## YOUR GOAL
Each entry below needs to be retyped exactly as given.

-------- EXTRACTED INFORMATION --------

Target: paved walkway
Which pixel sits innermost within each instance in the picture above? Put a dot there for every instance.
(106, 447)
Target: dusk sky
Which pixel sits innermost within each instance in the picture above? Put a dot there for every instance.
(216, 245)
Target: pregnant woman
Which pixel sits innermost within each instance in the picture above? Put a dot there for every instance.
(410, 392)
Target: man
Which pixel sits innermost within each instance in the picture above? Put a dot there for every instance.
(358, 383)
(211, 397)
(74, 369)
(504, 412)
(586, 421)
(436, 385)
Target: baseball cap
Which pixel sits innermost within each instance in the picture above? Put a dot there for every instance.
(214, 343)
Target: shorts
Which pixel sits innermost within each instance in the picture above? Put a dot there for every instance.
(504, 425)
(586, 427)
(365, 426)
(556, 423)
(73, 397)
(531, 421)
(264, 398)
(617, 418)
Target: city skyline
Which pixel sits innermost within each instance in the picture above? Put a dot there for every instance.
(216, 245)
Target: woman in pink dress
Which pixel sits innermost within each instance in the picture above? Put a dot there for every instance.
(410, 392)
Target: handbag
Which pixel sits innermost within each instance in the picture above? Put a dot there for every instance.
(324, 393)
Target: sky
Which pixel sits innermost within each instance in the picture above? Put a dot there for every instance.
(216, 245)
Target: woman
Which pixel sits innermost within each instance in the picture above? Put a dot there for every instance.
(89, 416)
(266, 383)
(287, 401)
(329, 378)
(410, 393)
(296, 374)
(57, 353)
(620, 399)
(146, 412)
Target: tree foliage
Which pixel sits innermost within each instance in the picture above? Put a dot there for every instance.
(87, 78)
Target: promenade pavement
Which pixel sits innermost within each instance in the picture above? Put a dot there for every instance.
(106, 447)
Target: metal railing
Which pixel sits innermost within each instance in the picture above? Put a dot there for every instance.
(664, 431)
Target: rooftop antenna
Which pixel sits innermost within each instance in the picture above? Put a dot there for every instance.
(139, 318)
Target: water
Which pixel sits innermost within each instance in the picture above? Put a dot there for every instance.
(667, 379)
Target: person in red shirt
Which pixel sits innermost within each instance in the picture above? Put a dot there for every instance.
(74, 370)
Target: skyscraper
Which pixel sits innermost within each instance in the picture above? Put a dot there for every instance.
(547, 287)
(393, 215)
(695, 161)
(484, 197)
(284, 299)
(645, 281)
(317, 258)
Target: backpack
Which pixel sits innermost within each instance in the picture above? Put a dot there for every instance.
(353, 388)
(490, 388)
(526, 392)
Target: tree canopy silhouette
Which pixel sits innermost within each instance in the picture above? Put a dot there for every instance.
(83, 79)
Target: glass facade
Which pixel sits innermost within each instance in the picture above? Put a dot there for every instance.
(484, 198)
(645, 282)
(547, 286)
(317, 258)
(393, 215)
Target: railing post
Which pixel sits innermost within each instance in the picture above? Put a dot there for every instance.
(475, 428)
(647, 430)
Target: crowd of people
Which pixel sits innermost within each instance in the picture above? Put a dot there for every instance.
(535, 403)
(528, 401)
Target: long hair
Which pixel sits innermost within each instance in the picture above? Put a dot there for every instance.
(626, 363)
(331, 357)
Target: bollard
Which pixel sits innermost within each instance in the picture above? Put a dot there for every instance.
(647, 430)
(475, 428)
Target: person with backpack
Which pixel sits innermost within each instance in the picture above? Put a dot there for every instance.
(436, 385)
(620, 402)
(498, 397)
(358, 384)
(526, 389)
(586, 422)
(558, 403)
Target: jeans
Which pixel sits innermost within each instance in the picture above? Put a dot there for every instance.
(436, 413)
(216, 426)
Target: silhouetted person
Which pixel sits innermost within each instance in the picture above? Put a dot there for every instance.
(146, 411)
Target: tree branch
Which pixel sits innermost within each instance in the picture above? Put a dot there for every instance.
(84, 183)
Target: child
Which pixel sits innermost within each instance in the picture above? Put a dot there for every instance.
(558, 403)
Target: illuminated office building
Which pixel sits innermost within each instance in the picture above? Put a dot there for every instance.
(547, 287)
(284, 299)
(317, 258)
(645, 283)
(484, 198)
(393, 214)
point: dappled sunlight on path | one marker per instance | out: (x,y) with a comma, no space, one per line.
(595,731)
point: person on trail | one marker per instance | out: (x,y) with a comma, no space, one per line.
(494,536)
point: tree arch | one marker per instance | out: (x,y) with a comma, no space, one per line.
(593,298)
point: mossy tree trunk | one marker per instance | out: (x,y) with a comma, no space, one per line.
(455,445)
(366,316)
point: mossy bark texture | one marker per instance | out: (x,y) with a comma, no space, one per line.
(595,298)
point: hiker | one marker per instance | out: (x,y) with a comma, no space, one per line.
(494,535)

--------

## EXERCISE OUTPUT
Target: paved walkway
Which pixel sits innermost within each instance in the picture above? Put a dot there for every instance.
(106, 447)
Target: dusk sky
Which pixel sits innermost within each instance in the picture above? Put a dot there for every instance.
(216, 245)
Target: pregnant woman
Which pixel sits innermost within each instance in the picture above? Put a dot there for every instance.
(410, 392)
Target: man
Which pixel sits innermost within each instance in the picture above? Put a dot there for every instance.
(358, 383)
(211, 397)
(74, 369)
(504, 412)
(586, 421)
(436, 385)
Target: baseball cap
Which pixel sits innermost within each instance in the picture above? Put a dot there for every instance.
(214, 343)
Target: shorts
Which pixel sits innermost within each instance in the picture above? Put a dot there for every instance.
(504, 425)
(586, 427)
(365, 426)
(556, 423)
(73, 397)
(531, 421)
(264, 398)
(617, 418)
Target: city skyline
Which pixel sits innermost within each instance in the picture above? Put a dot there for every instance.
(216, 245)
Target: woman in pink dress
Which pixel sits innermost within each instance in the picture above? Put a dot there for every instance.
(410, 392)
Target: handbag
Which pixel sits innermost within each instance in the picture above? Put a dot there for every instance.
(324, 393)
Target: sky
Which pixel sits innermost within each instance in the picture above? Put a dot there for every instance.
(216, 245)
Target: woman
Which pixel sits innermost within each instance in the picture above? Put a dot there for every instance.
(89, 416)
(266, 383)
(287, 401)
(329, 378)
(410, 393)
(296, 374)
(57, 353)
(620, 399)
(146, 412)
Target: tree foliage
Which pixel sits innermost within each instance in the picture above? Put a dot there for every instance.
(87, 78)
Target: promenade pavement
Which pixel sits innermost within each instance in the picture above? Put a dot there for every instance.
(106, 447)
Target: metal railing
Which pixel sits innermost within each instance in the picture above? Put a dot there for every instance.
(664, 431)
Target: rooftop antenna
Which pixel sits innermost within each instance in the picture above? Put a dot there for every instance.
(139, 318)
Target: water
Which pixel sits innermost within each instance in the picture above? Put a dot there for every instance.
(667, 379)
Target: person in red shirt
Which pixel sits innermost within each instance in the picture above? Put a dot there for every instance.
(74, 370)
Target: skyscraper
Which pixel sits innermost within each instance in the picture above? Put a dot there for every instance.
(547, 287)
(393, 215)
(695, 161)
(484, 197)
(284, 299)
(645, 281)
(317, 258)
Target: backpack
Which pixel sits innermost within each instance in the picture above? Put a dot there for every instance.
(353, 388)
(490, 388)
(526, 392)
Target: tree canopy silhouette
Which pixel sits innermost within each instance in the picture above? Put a dot there for every instance.
(83, 79)
Target: glass facade
Which pixel sits innermost within each instance in the picture above? Put a dot there for every instance.
(484, 198)
(645, 282)
(547, 286)
(317, 258)
(393, 215)
Target: railing post
Which pixel sits innermost within each instance in the picture above? Put a dot there for every instance.
(475, 428)
(647, 430)
Target: crowd of people
Which pixel sits innermost within each instance in the picture above? Put a dot there for every instance.
(535, 403)
(528, 401)
Target: long hair
Which pixel sits innermost within each instance in the picture above? Put a dot there for every instance.
(626, 363)
(331, 357)
Target: bollard
Which pixel sits innermost within each instance in the picture above? Put a dot there for every instance.
(647, 430)
(475, 428)
Target: person with backpack
Which pixel sits innermost within each instance in the picture above? Put a dot there for every instance.
(436, 385)
(620, 402)
(498, 397)
(358, 384)
(526, 389)
(586, 422)
(558, 403)
Target: jeans
Which pixel sits innermost within each instance in the picture above? Put a dot there for every instance.
(436, 413)
(216, 426)
Target: silhouetted person
Which pixel sits innermost within each instance in the picture above? Put a dot there for every instance.
(146, 411)
Target: tree branch
Which pixel sits innermost within each instance in the picture above? Put a dot there for every instance.
(84, 183)
Target: child
Which pixel sits innermost within each instance in the picture above? Put a dot there for every instance.
(558, 403)
Target: illuminated office building
Which pixel sits innermost within each instance in the picture above? Put a dot there for every instance.
(547, 287)
(284, 299)
(317, 258)
(645, 283)
(484, 198)
(393, 214)
point: dappled sunlight on path | one marker per instance | out: (x,y) with a comma, no space, one per line.
(595,731)
point: person on trail | one marker per instance | out: (x,y) with a comma, no space, one per line.
(494,536)
point: tree arch | one marker per instance | out: (x,y) with a comma, no space, one per line.
(593,298)
point: mossy tree trunk | one marker per instance | out: (x,y) with a comma, no space, one per line.
(455,445)
(366,316)
point: mossy bark texture | one marker per instance | out: (x,y) with a comma, no space, one per line.
(595,298)
point: hiker | one marker per instance | out: (x,y) with a comma, no space, one per line.
(494,535)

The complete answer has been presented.